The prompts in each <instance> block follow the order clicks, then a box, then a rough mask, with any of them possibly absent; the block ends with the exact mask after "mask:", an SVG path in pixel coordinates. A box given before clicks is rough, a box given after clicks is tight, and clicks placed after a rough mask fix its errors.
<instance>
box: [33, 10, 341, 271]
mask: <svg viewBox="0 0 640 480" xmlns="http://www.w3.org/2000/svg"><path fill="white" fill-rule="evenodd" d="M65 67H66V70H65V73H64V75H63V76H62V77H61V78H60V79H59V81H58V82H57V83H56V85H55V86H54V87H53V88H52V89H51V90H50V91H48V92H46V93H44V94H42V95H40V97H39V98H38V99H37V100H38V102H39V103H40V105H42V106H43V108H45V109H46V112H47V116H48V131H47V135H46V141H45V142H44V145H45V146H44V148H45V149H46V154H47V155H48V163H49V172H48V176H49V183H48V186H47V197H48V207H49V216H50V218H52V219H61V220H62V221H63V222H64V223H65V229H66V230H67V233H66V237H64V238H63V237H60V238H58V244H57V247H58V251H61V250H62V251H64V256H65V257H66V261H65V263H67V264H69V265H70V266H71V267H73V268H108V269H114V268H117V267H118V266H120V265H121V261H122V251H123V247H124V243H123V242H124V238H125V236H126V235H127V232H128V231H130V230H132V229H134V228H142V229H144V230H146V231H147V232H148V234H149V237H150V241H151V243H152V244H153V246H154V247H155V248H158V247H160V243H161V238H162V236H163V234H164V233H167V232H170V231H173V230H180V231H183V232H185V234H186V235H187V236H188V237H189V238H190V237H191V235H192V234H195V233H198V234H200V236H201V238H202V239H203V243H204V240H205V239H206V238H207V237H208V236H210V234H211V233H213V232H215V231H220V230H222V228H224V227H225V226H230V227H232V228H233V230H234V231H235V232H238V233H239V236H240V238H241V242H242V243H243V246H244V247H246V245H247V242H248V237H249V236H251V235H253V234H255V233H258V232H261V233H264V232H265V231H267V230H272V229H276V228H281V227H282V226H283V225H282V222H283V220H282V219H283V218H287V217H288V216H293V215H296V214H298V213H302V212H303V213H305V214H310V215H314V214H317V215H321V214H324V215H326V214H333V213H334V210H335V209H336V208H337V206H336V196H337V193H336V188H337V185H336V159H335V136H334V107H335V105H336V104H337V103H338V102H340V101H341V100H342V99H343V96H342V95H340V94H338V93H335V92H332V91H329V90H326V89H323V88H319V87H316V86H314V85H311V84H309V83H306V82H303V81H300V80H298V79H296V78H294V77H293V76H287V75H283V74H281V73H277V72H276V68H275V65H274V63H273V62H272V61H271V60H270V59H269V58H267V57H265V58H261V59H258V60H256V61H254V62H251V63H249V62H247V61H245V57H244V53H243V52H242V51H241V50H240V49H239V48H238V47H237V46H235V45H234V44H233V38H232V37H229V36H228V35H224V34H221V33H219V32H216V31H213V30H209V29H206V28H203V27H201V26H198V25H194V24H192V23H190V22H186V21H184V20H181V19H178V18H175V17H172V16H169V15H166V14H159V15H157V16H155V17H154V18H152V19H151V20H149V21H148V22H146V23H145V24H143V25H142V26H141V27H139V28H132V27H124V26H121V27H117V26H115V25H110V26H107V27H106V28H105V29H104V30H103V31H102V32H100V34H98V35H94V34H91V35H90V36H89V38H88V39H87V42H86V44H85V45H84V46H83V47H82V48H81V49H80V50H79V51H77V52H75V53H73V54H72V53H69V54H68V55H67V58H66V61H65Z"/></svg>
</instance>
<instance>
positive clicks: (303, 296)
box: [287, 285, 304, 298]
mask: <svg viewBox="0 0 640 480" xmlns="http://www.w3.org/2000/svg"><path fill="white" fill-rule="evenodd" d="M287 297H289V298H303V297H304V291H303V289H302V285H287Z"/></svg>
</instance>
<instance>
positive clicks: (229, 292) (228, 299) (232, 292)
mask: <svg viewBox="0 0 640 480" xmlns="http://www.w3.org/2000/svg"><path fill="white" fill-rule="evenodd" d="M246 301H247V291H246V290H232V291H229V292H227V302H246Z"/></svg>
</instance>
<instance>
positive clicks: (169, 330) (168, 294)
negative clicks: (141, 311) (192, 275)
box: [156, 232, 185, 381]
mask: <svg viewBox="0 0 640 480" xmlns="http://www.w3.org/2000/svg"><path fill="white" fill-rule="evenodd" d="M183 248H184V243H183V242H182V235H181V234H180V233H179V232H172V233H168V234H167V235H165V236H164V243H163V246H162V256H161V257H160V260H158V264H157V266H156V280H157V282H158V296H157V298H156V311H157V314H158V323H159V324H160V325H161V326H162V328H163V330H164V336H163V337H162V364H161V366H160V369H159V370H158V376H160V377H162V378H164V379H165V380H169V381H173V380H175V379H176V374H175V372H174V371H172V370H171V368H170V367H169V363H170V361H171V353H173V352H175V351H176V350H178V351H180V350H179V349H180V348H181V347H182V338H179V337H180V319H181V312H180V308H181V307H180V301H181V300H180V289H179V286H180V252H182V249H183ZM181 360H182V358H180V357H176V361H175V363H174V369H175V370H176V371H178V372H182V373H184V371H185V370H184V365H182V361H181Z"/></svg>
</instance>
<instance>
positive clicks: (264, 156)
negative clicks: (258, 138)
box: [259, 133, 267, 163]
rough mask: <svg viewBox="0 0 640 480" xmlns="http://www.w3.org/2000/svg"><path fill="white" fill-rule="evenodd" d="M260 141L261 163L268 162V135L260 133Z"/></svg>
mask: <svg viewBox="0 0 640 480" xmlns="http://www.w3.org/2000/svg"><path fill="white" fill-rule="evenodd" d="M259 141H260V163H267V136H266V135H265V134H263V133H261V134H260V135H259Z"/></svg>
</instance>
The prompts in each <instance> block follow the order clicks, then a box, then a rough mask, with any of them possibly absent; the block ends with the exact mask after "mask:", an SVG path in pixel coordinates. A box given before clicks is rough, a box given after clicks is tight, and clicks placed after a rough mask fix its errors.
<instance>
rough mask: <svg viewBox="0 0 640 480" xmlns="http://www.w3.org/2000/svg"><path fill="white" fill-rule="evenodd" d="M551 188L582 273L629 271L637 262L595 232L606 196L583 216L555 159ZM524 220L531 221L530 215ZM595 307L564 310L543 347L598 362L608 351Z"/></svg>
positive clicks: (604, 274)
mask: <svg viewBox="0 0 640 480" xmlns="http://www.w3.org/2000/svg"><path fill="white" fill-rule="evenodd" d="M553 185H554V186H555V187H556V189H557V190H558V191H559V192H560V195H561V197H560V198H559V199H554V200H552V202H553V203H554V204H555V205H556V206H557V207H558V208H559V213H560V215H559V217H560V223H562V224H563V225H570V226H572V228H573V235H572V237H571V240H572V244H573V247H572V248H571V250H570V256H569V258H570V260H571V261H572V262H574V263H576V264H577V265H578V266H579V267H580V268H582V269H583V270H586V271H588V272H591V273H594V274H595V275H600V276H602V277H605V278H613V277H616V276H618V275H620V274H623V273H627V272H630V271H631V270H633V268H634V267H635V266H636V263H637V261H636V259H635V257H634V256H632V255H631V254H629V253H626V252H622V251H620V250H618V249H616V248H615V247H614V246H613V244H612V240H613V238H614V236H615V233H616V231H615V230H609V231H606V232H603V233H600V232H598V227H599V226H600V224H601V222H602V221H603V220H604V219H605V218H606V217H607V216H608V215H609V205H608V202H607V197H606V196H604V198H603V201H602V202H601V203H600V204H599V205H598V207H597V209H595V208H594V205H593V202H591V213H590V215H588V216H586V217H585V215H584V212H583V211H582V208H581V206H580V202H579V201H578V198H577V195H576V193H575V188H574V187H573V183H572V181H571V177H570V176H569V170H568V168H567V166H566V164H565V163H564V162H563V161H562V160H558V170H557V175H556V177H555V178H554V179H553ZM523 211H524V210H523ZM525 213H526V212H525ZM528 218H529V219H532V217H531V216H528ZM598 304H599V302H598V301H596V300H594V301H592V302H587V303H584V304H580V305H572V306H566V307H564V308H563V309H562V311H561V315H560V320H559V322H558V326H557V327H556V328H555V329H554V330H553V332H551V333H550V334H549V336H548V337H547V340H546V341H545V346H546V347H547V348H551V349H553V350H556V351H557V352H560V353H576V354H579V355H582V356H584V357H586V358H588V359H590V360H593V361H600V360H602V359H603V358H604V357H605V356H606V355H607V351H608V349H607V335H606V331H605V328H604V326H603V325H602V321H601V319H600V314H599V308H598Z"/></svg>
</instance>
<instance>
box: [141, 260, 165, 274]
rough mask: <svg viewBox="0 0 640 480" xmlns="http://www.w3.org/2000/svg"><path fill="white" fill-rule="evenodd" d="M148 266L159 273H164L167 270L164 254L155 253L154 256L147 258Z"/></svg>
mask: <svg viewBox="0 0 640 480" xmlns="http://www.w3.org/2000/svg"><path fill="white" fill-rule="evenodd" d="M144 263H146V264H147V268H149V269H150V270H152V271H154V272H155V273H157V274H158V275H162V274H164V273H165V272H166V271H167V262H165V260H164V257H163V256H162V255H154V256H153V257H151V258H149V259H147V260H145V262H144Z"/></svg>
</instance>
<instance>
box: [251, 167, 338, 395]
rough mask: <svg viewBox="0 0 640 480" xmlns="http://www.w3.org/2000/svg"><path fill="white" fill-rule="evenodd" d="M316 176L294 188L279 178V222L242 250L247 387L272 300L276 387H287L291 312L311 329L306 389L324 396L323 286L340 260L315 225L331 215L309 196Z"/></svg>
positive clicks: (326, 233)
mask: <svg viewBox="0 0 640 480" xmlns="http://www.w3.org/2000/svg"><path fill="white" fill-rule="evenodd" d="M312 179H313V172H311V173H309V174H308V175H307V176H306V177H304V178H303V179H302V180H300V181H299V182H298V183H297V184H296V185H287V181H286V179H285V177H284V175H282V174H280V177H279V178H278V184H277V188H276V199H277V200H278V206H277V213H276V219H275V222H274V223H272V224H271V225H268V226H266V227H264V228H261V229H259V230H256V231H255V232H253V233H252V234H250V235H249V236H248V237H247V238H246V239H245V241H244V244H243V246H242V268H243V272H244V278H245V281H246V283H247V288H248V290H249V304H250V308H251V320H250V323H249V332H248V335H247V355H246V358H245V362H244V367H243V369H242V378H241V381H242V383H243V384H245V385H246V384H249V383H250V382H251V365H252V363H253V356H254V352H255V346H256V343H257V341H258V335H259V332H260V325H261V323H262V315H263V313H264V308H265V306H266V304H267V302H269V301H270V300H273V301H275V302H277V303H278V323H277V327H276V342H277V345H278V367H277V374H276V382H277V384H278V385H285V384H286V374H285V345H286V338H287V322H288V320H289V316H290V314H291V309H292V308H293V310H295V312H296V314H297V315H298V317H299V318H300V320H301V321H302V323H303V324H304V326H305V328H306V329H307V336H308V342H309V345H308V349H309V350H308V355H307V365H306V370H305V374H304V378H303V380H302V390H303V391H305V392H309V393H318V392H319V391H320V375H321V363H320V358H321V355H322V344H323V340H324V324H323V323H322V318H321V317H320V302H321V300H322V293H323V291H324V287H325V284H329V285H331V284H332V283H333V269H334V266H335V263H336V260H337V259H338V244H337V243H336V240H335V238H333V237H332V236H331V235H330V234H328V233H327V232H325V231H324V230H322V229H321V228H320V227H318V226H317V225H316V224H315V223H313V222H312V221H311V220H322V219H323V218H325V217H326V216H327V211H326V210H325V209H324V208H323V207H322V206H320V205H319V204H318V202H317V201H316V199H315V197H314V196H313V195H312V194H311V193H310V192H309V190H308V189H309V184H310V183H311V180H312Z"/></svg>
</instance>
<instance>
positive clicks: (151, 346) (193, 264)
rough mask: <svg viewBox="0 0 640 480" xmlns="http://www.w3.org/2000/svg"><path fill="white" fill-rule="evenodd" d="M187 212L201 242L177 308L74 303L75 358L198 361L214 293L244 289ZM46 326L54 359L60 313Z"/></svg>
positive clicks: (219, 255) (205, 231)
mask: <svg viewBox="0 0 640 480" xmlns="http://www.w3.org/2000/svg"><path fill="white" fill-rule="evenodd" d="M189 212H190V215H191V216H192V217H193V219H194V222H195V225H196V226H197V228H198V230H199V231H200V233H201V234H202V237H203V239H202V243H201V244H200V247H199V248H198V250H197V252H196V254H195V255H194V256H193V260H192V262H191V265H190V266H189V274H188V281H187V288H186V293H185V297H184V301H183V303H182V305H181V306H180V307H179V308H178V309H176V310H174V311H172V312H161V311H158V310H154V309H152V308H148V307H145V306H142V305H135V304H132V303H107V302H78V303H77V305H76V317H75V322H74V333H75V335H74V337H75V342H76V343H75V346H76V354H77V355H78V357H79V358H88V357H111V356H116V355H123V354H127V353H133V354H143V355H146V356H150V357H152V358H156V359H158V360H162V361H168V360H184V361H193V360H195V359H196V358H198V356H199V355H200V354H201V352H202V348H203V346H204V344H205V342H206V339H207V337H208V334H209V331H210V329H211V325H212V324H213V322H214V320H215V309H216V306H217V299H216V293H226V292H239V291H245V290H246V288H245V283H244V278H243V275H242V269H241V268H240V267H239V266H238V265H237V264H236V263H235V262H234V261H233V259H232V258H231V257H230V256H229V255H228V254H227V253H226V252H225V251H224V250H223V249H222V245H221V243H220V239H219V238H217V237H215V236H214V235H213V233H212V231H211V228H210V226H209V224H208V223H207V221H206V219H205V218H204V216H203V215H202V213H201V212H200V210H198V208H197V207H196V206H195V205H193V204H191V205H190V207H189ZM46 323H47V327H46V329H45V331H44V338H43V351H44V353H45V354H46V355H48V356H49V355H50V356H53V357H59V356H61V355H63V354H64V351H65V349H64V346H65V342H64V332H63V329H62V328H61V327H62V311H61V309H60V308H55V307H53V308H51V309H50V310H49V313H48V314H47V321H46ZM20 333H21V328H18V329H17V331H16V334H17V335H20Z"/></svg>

▶ [REQUIRED WORK] Look through the data above and return exactly the lines from the one that contains "box: [251, 167, 338, 395]" to the one that contains "176L294 188L279 178V222L242", inclusive, with nothing else.

▶ [RESULT]
box: [251, 167, 338, 395]
rough mask: <svg viewBox="0 0 640 480" xmlns="http://www.w3.org/2000/svg"><path fill="white" fill-rule="evenodd" d="M316 176L294 188L279 178V222L242 250L247 387L272 300L276 387H287L291 312L311 329L306 389L324 396L323 286L340 260L315 225L331 215L309 196Z"/></svg>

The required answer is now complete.